---- Trecho apresentado

Necessidade e possibilidade
Em sua decisão, a juíza Suiane de Castro Fonseca Medeiros destacou a importância da manutenção dos alimentos em patamar que guarde proporcionalidade entre as necessidades da filha e as possibilidades do pai. Observou, ainda, que inexistem provas suficientes que apontem sobre a capacidade financeira da genitora, fazendo-se imprescindível tal apuração.
A magistrada também pontuou que, conforme tabela de divisão de dias, a filha partilha de forma igualitária do convívio com os genitores, “não se mostrando justo e razoável que o autor arque com a integralidade das despesas fixas da alimentanda, além do pensionamento em pecúnia”.
“Entendo ser justo e razoável que cada genitor arque com as despesas da alimentanda quando esta estiver em sua companhia, devendo as partes ratearem as despesas fixas advindas do pagamento de plano de saúde, mensalidade, material escolar, assim como curso de língua estrangeira e atividade esportiva, de forma igualitária, na proporção de 50% para cada um dos genitores”, concluiu.
Tempo de convivência e mesmo padrão de vida foram determinantes
Membro do Instituto Brasileiro de Direito de Família – IBDFAM, a advogada Marília Varela atuou no caso representando o autor da ação. “A decisão tem especial relevo porque, além do tradicional binômio alimentar (necessidades e possibilidades), o juízo incluiu outro componente no cálculo dos alimentos: o tempo de convivência do pai com a filha e, por conseguinte, sua efetiva disponibilidade de dividir tarefas e responsabilidades na gestão de vida da criança.”
“Com efeito, a guarda compartilhada em si não tem o condão de modificar a obrigação alimentar. Todavia, em um cenário em que ambos os genitores tenham condições financeiras equivalentes e convivam igualitariamente com os filhos, não há razão para que um deles tenha uma prestação alimentar maior que o outro, independentemente do estabelecimento de um lar referencial”, defende Marília.

--------
---- Informações

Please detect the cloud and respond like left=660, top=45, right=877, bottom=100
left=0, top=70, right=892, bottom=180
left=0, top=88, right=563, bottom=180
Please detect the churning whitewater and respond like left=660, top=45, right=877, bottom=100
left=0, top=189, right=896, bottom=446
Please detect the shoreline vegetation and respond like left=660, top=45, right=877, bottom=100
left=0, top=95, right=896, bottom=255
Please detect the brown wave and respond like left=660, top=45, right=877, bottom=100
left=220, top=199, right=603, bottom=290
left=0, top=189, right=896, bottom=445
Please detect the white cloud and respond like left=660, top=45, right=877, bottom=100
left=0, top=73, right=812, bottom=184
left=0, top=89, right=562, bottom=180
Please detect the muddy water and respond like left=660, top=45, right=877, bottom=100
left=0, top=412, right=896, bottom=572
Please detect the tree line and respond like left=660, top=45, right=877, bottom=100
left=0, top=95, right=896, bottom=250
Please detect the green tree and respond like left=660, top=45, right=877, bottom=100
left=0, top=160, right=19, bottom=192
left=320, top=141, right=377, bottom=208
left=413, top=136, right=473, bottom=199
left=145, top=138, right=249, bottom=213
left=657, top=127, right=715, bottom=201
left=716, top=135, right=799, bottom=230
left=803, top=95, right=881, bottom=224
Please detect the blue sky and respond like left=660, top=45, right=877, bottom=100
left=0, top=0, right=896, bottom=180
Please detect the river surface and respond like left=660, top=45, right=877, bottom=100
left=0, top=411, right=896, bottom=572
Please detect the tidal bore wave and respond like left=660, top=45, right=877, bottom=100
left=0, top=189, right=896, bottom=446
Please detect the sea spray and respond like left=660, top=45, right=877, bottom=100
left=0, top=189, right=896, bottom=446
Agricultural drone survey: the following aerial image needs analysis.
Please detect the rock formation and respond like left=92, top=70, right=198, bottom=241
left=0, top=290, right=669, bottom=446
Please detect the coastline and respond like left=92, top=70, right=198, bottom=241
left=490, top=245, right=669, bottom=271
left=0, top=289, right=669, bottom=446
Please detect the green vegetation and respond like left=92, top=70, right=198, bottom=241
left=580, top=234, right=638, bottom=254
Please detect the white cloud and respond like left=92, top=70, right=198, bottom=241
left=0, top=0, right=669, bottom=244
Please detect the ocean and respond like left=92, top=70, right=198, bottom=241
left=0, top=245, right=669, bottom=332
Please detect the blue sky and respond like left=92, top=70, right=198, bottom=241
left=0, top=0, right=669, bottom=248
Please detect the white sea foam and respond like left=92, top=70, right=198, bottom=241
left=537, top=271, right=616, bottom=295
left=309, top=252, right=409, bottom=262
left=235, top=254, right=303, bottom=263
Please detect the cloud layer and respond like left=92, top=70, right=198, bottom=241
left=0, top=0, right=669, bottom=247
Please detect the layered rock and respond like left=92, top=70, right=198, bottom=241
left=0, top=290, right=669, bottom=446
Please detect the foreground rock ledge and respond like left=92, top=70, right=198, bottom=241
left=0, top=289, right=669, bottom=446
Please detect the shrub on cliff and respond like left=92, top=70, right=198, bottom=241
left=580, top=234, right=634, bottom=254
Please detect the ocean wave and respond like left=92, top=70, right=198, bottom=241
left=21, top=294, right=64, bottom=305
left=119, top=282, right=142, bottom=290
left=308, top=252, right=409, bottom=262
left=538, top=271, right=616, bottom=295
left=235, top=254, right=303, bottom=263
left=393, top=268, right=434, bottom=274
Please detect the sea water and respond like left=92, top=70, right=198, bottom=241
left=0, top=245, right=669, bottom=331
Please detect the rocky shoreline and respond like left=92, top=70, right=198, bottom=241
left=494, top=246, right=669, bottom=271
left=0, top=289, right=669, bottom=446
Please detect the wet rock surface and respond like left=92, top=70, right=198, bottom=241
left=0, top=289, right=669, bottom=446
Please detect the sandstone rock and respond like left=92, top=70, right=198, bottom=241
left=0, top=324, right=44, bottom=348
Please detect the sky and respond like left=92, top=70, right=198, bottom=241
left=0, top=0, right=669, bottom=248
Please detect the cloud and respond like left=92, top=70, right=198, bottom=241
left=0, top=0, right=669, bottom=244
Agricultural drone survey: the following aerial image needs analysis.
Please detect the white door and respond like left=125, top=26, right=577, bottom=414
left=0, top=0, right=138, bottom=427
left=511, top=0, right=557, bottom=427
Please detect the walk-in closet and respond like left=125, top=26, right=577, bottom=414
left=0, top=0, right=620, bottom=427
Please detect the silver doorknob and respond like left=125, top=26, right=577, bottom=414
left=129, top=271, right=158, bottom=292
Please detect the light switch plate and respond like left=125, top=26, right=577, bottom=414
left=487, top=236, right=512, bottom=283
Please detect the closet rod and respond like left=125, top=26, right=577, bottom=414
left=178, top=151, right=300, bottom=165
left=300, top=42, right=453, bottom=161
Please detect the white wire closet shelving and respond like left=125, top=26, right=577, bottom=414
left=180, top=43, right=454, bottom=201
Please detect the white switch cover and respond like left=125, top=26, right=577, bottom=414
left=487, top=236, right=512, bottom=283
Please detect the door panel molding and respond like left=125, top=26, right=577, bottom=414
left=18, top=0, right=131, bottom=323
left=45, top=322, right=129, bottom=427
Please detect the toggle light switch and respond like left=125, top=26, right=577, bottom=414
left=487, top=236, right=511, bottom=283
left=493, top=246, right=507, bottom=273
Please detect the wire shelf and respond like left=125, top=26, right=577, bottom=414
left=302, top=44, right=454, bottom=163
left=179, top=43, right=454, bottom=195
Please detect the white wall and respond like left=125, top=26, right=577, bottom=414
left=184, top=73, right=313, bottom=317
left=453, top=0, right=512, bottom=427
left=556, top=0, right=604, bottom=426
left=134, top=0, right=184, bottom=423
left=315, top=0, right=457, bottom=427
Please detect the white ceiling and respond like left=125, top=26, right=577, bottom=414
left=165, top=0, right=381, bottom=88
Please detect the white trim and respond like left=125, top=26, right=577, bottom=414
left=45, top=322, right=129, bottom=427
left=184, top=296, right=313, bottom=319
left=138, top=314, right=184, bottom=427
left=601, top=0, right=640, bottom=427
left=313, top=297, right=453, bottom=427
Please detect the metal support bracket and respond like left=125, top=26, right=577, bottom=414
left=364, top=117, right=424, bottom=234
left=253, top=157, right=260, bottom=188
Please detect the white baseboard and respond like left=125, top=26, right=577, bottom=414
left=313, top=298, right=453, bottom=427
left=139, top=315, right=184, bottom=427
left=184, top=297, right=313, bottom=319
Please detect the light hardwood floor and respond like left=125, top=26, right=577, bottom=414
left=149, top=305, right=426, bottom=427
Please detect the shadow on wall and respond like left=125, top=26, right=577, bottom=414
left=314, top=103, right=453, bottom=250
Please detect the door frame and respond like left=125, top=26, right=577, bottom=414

--------

◆ Tarefas do exercício
(a) Copie do texto sobre pensão alimentícia tudo o que vai desde "Necessidade e possibilidade" até "imprescindível tal apuração.".
(b) No texto sobre pensão alimentícia, em que proporção a juíza decidiu que os pais devem dividir as despesas fixas da filha?
(c) Escreva a parte seguinte do texto sobre pensão alimentícia, começando logo depois da última frase.

◆ Respostas por tarefa
(a)
Necessidade e possibilidade
Em sua decisão, a juíza Suiane de Castro Fonseca Medeiros destacou a importância da manutenção dos alimentos em patamar que guarde proporcionalidade entre as necessidades da filha e as possibilidades do pai. Observou, ainda, que inexistem provas suficientes que apontem sobre a capacidade financeira da genitora, fazendo-se imprescindível tal apuração.

(b) Em partes iguais, 50% para cada um dos pais.

(c)
De acordo com a advogada, houve a demonstração de que os genitores tinham o mesmo padrão de vida e que conviviam a mesma quantidade de tempo com a filha. “Assim, a despeito do lar referencial materno, ao observar que cabia igualmente ao pai o pagamento da moradia, alimentação, transporte, vestuário e lazer da menina, além dos gastos inerentes à rotina de cuidados de uma criança, o juízo reconheceu não haver motivo para a permanência de prestação em pecúnia com a finalidade de custear o lar materno.”
“Além disso, a determinação do pagamento in natura de metade de todas as despesas fixas da criança também prestigia a guarda compartilhada, pois promove o diálogo dos pais em relação à gerência da vida dos filhos. Como não há um genitor específico responsável por custear integralmente uma obrigação, ambos os pais deverão conversar sobre uma possível troca de escola, a escolha de uma atividade extracurricular, entre outras decisões, evitando, portanto, um abuso da autoridade parental.”
Isonomia entre mãe e pai na guarda compartilhada
Para Marília Varela, a decisão “consagra o ideal da guarda compartilhada, pois divide igualmente os direitos e deveres dos genitores e porque promove o diálogo, peça-chave de exercício saudável da coparentalidade”. Além disso, o entendimento também caminha no sentido da isonomia entre homens e mulheres na criação de filhos.
“Há expressa confirmação de que tanto o homem quanto a mulher são provedores do sustento e do cuidado dos filhos. Ao reconhecer o envolvimento paterno nas funções diárias de criação dos filhos, a decisão retira do homem o papel exclusivo de provedor material e prestigia quem, de fato, também encabeça a criação da prole”, frisa a advogada.
Ela conclui: “O caso em análise nos permite constatar que a efetiva guarda compartilhada promove a ruptura da imposição dos papéis sociais exercidos por homens e mulheres. Por fim, o entendimento estimula a guarda compartilhada coativa, bem como fomenta a cultura do compartilhamento de tarefas e tempo entre os pais”.